■ RECORD LIST ■
-- start --

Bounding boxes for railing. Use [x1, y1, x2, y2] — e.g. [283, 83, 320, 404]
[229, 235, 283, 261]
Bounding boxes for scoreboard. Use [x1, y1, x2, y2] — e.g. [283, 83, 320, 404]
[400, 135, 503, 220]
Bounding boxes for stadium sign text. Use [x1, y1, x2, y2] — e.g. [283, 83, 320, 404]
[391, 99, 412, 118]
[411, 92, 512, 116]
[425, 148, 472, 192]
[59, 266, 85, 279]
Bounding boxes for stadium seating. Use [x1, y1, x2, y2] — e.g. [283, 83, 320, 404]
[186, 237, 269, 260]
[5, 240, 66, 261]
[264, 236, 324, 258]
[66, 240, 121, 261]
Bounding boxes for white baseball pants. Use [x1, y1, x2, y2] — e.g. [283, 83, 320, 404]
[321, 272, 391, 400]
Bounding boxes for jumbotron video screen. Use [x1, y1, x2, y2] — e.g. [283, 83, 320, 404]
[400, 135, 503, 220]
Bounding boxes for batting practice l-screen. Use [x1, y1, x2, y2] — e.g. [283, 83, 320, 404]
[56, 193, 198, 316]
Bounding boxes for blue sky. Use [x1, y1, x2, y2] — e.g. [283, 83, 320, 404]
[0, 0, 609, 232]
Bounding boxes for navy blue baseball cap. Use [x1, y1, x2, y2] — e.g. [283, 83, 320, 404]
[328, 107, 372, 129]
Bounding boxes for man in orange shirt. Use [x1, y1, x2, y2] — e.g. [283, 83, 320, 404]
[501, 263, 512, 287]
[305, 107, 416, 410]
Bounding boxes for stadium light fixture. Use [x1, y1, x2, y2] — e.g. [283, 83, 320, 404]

-- end --

■ WORK TO COMPLETE ■
Copy out the rows above word for word, from the line containing "Bounding boxes for scoreboard." through the line containing "[305, 107, 416, 410]", with both of those lines included.

■ WORKED SOLUTION ■
Bounding boxes for scoreboard. Use [x1, y1, x2, y2] — e.g. [283, 83, 320, 404]
[400, 135, 503, 220]
Bounding boxes for stadium sign text. Use [x1, y1, x2, y2] — e.g. [283, 83, 320, 404]
[391, 99, 412, 118]
[411, 92, 512, 116]
[425, 148, 472, 192]
[59, 266, 85, 279]
Bounding boxes for stadium seating. Use [x1, y1, x2, y2] — e.g. [283, 83, 320, 404]
[186, 237, 269, 260]
[5, 240, 66, 261]
[264, 236, 324, 258]
[66, 240, 121, 261]
Bounding boxes for white baseball pants. Use [x1, y1, x2, y2] — e.g. [283, 83, 320, 404]
[321, 272, 391, 400]
Bounding boxes for jumbotron video screen. Use [x1, y1, x2, y2] — e.g. [283, 83, 320, 404]
[400, 135, 503, 220]
Bounding boxes for batting practice l-screen. Use [x1, y1, x2, y2] — e.g. [283, 83, 320, 404]
[56, 193, 198, 316]
Bounding boxes for blue sky. Use [x1, y1, x2, y2] — e.g. [283, 83, 320, 404]
[0, 0, 609, 232]
Bounding boxes for navy blue baseball cap. Use [x1, y1, x2, y2] — e.g. [283, 83, 320, 404]
[328, 107, 372, 129]
Bounding boxes for man in orange shirt. Use [x1, y1, x2, y2] — e.g. [283, 83, 320, 404]
[501, 263, 512, 287]
[305, 107, 416, 410]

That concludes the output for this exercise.